>> begin RECORDS SHOWN
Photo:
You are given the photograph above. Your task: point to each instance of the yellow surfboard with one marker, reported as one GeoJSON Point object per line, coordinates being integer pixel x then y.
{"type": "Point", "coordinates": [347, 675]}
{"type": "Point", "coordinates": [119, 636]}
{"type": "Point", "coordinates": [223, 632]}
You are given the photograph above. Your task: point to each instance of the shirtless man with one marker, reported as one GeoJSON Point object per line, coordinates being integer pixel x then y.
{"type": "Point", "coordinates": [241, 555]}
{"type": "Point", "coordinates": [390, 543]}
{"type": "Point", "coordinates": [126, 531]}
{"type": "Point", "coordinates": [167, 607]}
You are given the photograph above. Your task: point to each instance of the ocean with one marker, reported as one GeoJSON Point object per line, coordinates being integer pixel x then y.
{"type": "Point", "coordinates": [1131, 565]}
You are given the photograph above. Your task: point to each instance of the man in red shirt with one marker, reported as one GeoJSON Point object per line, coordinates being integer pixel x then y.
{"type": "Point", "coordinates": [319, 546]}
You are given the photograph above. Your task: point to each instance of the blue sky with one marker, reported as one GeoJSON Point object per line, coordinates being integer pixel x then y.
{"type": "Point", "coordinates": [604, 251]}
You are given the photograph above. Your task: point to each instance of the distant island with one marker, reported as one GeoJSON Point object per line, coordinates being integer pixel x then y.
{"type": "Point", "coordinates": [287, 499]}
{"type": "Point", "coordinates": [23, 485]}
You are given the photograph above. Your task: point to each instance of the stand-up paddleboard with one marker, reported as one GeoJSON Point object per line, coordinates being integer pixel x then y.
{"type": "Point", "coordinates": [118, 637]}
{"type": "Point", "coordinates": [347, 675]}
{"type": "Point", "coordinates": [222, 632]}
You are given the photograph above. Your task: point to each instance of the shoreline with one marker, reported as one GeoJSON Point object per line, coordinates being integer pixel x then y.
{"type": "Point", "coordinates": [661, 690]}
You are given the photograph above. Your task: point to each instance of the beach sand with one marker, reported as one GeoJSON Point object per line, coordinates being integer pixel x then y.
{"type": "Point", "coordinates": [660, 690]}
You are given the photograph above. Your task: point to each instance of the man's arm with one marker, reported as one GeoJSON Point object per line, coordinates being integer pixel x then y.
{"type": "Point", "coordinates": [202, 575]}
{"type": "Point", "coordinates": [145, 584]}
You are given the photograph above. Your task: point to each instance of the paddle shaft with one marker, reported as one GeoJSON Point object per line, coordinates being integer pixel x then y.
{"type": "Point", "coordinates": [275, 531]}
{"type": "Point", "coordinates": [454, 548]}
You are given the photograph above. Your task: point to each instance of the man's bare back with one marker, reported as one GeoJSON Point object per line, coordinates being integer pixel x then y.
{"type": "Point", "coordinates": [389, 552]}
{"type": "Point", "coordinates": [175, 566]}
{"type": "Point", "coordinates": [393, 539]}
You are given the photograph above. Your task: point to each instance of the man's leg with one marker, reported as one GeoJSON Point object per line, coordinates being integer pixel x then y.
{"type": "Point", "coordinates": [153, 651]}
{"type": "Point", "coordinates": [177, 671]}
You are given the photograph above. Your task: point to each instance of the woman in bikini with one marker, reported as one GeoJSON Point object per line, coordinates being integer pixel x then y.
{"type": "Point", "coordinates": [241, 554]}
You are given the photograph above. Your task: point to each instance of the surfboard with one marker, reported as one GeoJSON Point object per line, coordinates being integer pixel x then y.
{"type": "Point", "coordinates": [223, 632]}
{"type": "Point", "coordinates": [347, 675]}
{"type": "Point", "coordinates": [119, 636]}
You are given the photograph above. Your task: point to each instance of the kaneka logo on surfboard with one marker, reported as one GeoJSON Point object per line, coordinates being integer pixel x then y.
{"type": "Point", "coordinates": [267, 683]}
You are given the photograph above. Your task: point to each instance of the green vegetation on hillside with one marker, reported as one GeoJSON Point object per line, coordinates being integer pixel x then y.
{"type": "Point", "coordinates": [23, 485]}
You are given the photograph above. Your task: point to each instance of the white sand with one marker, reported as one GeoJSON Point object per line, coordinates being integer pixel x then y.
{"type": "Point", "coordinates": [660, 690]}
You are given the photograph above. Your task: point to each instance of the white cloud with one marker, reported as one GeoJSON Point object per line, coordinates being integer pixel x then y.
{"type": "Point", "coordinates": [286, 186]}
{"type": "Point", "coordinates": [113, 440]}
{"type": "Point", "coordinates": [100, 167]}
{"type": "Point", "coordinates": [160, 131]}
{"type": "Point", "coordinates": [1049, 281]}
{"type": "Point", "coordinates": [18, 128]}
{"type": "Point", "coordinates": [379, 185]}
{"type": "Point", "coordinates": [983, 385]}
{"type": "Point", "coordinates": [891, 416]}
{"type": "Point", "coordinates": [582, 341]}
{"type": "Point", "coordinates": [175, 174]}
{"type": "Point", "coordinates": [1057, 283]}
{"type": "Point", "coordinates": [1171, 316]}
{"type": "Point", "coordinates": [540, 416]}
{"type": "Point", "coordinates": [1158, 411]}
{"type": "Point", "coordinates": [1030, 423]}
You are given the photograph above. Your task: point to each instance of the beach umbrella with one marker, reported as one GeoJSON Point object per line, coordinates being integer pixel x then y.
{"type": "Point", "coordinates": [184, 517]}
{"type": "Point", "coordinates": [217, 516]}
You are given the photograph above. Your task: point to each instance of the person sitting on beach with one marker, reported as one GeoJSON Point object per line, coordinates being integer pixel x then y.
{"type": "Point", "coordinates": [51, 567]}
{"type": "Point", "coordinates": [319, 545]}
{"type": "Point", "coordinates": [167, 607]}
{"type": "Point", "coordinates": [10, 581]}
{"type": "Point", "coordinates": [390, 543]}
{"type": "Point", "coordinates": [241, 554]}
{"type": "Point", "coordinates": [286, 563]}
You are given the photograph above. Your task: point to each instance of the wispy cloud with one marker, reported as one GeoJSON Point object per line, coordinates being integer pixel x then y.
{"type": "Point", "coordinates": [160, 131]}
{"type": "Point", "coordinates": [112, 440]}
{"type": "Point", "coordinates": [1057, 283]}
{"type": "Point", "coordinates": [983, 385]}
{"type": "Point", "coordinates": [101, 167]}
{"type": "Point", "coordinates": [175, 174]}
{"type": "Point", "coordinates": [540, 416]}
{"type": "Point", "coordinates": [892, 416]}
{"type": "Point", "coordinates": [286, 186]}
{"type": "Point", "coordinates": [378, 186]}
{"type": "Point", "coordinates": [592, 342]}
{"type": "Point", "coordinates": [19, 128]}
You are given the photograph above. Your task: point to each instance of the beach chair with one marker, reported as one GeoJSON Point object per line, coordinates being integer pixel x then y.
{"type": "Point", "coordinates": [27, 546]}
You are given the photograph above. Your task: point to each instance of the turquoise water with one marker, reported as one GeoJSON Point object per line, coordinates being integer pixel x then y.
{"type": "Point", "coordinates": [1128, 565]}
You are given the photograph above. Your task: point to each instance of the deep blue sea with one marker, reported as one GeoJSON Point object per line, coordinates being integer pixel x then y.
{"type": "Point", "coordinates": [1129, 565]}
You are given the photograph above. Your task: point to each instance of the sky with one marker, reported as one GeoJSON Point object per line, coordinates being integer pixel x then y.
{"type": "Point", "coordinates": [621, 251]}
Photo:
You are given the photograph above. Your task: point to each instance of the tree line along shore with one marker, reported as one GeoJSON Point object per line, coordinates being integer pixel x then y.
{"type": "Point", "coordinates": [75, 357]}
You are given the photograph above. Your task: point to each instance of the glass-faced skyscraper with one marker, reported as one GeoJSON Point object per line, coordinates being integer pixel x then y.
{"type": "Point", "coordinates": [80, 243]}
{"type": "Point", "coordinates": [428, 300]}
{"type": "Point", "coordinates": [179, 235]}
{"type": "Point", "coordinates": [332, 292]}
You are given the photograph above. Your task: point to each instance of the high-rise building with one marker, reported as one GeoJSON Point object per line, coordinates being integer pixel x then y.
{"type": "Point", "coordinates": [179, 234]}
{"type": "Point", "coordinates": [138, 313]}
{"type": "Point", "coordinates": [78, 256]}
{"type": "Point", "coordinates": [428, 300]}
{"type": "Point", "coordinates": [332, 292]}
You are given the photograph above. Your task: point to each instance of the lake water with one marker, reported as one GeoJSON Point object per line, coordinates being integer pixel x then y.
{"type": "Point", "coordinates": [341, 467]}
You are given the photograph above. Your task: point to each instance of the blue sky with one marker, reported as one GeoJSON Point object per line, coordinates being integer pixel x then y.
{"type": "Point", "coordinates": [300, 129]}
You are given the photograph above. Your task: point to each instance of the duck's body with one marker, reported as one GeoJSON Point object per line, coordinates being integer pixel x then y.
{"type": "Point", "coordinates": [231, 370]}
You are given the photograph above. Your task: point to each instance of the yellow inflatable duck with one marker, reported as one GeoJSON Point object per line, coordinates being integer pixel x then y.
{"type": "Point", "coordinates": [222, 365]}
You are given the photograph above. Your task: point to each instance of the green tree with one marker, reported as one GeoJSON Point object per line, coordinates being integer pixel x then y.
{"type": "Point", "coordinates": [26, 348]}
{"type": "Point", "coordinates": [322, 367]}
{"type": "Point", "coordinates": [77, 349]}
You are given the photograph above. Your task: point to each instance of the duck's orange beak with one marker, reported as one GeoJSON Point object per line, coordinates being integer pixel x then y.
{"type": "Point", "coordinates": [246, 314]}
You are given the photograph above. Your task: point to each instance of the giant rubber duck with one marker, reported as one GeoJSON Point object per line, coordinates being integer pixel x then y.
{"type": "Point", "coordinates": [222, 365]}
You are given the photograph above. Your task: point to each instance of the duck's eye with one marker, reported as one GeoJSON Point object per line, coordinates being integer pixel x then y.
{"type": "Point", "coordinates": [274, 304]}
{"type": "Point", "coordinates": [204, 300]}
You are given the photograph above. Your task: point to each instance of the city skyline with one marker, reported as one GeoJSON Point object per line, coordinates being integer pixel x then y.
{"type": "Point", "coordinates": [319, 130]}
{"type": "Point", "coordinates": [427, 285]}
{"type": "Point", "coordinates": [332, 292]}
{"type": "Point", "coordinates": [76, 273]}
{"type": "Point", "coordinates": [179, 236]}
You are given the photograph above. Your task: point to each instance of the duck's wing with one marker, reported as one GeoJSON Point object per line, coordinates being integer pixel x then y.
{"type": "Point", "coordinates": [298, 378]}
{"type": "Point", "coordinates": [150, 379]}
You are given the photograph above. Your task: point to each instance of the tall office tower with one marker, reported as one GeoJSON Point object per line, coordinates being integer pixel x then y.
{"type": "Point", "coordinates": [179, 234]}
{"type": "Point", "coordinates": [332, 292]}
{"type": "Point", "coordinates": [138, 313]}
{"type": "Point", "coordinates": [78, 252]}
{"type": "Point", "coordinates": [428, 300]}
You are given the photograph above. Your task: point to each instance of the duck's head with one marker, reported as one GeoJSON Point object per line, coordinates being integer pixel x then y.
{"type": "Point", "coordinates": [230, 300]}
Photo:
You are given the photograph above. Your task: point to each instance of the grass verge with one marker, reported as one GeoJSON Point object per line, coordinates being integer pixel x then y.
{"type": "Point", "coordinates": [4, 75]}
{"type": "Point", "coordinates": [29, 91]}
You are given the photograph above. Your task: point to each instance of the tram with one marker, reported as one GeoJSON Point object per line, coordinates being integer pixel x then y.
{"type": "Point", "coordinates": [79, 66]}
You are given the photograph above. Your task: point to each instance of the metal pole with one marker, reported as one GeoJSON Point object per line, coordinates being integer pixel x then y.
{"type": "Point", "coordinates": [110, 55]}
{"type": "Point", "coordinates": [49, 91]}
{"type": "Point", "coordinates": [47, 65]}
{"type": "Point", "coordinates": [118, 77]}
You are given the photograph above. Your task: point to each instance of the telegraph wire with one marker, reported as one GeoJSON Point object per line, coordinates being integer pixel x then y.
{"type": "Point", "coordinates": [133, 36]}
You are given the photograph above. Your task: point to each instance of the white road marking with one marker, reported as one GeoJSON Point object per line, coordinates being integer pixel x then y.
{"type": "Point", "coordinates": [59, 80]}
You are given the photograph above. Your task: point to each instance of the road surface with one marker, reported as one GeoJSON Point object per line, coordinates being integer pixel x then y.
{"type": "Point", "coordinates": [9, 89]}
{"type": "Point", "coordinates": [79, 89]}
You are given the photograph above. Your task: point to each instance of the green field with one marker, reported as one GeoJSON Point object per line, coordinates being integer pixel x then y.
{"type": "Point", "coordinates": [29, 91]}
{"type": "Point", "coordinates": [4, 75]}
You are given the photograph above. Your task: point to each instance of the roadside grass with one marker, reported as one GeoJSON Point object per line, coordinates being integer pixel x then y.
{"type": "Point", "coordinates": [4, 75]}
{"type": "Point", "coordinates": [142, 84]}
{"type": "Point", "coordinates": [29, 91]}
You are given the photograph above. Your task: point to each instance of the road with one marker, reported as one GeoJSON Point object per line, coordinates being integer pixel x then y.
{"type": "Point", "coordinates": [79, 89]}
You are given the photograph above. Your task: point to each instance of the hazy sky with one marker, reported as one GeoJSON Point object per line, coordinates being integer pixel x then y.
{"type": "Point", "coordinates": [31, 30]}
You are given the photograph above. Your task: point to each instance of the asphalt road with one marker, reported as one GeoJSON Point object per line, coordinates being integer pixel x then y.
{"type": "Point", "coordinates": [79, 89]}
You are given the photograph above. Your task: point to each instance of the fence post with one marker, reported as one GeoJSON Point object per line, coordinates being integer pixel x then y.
>> end RECORDS SHOWN
**THE TASK**
Extract, verbatim, the lines from the one containing "of the roadside" through the last line of the listing above.

**RESULT OF THIS EXERCISE**
You are given the photograph above. Your task: point to each instance of the roadside grass with one marker, reported as one GeoJSON Point object per line, coordinates being integer pixel x then y.
{"type": "Point", "coordinates": [4, 75]}
{"type": "Point", "coordinates": [142, 84]}
{"type": "Point", "coordinates": [29, 91]}
You are given the photograph above. Your task: point to each instance of the road with one marker, reported as one GeoJSON Point object per line, coordinates being integer pixel x then y.
{"type": "Point", "coordinates": [79, 89]}
You are given the photograph above. Your task: point to each instance of the hazy sky with one marker, reported as one GeoJSON Point object per line, coordinates being integer pixel x then y.
{"type": "Point", "coordinates": [31, 30]}
You are given the photograph above. Your task: point to each instance of the asphalt road with one marker, reported as one GeoJSON Point object per line, coordinates being integer pixel x then y.
{"type": "Point", "coordinates": [79, 89]}
You are given the photograph above. Your task: point to each instance of the fence post with one marker, reported as one GeoJSON Point object per line, coordinates being integer pixel x then y.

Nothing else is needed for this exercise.